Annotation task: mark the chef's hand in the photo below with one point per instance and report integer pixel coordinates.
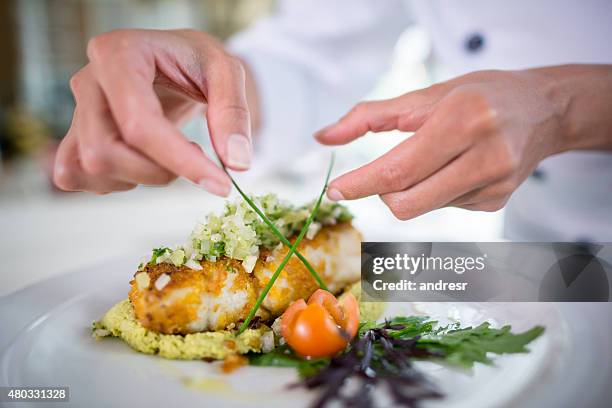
(477, 137)
(131, 96)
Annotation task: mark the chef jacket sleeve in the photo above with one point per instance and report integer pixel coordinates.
(312, 60)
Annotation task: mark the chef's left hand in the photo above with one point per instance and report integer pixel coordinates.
(477, 137)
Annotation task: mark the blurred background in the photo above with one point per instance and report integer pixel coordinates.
(44, 232)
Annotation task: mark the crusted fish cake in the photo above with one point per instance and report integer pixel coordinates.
(179, 300)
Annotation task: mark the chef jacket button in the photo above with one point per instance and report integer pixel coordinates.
(538, 174)
(474, 43)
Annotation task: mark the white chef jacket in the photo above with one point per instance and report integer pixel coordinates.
(314, 59)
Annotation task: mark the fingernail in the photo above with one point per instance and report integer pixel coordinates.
(215, 187)
(334, 194)
(238, 151)
(321, 132)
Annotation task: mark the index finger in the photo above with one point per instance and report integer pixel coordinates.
(126, 73)
(434, 145)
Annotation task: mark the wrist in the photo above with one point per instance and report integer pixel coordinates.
(580, 97)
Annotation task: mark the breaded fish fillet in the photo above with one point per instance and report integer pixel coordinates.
(179, 300)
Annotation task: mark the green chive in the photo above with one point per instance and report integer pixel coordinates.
(276, 232)
(292, 250)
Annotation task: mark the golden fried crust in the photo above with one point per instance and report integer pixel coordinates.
(223, 293)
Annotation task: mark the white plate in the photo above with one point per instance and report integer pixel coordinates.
(45, 340)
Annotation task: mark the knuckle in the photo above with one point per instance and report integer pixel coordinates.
(505, 188)
(480, 113)
(132, 130)
(64, 178)
(361, 108)
(76, 82)
(104, 45)
(234, 65)
(492, 206)
(391, 178)
(507, 160)
(95, 161)
(397, 207)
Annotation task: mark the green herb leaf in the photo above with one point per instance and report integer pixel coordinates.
(466, 346)
(283, 356)
(157, 252)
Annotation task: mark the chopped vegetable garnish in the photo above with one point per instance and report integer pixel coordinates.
(266, 289)
(247, 226)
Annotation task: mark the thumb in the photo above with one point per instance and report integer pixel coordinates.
(228, 114)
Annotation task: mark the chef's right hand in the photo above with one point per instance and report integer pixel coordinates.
(131, 96)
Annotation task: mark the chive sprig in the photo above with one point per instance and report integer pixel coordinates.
(292, 247)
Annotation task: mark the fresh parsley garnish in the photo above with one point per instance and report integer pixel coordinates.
(384, 354)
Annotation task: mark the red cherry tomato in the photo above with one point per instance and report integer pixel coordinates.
(323, 327)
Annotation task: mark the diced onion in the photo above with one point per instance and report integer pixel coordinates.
(192, 264)
(267, 342)
(162, 281)
(142, 280)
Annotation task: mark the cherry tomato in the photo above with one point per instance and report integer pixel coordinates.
(323, 327)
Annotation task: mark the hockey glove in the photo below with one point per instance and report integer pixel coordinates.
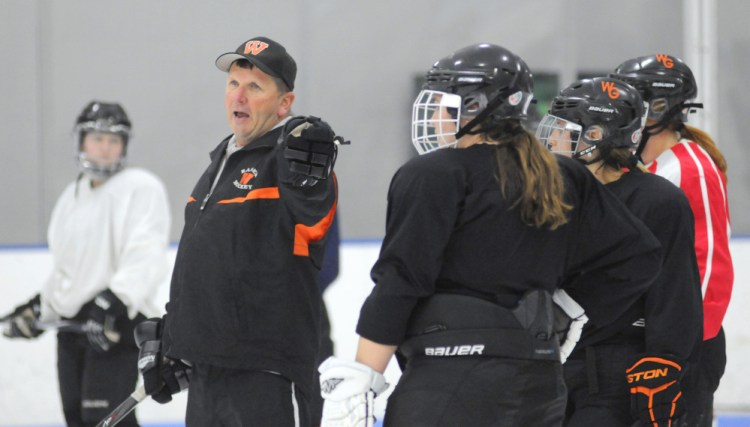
(569, 322)
(22, 321)
(104, 311)
(162, 376)
(655, 395)
(349, 389)
(311, 147)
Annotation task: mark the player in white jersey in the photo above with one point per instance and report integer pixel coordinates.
(689, 158)
(108, 236)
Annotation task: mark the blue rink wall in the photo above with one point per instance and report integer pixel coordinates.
(28, 380)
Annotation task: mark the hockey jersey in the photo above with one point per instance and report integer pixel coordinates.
(690, 167)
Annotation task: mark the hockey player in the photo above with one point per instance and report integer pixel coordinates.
(477, 240)
(689, 158)
(599, 123)
(244, 306)
(108, 237)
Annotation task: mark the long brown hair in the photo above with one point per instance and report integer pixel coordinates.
(531, 172)
(707, 143)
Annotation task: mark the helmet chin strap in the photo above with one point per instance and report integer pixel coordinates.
(579, 156)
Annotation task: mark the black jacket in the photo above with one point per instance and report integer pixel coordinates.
(447, 222)
(672, 308)
(244, 290)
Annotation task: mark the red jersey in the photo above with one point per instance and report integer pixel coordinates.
(688, 166)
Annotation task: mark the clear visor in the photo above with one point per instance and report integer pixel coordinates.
(102, 126)
(559, 135)
(435, 120)
(657, 107)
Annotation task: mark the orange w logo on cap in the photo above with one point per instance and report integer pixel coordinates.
(255, 47)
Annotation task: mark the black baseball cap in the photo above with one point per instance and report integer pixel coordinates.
(265, 54)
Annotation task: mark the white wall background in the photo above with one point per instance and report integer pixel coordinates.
(358, 61)
(28, 378)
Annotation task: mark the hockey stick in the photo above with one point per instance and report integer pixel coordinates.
(60, 325)
(124, 408)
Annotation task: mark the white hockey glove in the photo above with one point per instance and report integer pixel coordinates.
(349, 389)
(569, 321)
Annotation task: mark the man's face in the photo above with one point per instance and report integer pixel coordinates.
(253, 103)
(102, 148)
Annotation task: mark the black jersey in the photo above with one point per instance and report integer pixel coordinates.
(449, 225)
(672, 308)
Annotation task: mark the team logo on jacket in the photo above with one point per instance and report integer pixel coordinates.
(247, 175)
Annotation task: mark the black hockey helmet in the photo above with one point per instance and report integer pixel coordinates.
(603, 113)
(492, 81)
(666, 83)
(103, 117)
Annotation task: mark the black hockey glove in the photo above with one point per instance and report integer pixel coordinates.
(655, 394)
(22, 321)
(311, 147)
(162, 376)
(104, 311)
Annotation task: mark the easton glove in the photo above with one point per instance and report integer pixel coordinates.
(22, 321)
(569, 320)
(162, 376)
(311, 147)
(655, 395)
(349, 389)
(104, 311)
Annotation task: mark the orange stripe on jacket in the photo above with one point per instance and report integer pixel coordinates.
(260, 193)
(304, 234)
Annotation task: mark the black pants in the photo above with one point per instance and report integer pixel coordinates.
(598, 394)
(93, 383)
(703, 381)
(477, 391)
(222, 397)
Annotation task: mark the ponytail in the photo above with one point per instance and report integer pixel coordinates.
(707, 143)
(531, 172)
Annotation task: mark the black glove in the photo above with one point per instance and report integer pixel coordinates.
(162, 376)
(104, 311)
(655, 394)
(22, 321)
(311, 147)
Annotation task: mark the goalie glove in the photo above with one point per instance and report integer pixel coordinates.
(22, 321)
(311, 148)
(349, 389)
(655, 394)
(570, 319)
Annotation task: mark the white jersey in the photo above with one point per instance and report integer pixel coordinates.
(113, 236)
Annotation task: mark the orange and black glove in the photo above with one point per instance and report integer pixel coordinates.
(655, 394)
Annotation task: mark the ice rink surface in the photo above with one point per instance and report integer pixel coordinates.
(28, 381)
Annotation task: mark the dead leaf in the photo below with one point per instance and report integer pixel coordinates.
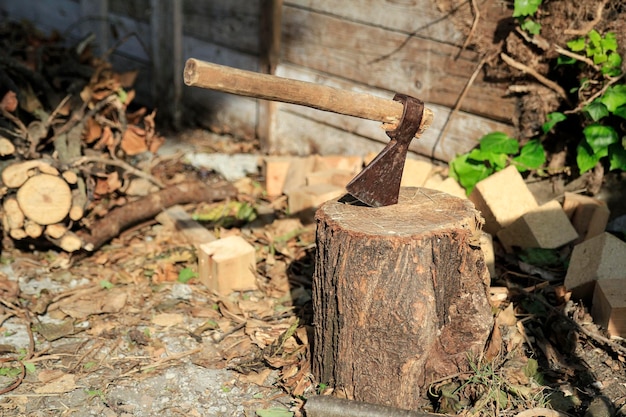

Short task
Swap "dead leaf" for "fallen leaf" in the listing from the line containing "Annotation task: mark the ice" through the end, inclusive, and leave everything else unchanged. Omit the pictures from your answer.

Right answer
Annotation task: mark the ice rink surface in the photo above with one point per instance and report integer pixel coordinates.
(28, 381)
Annotation task: mark the fallen leaf in the photo below with one point per instance and report integer pixel coordinates.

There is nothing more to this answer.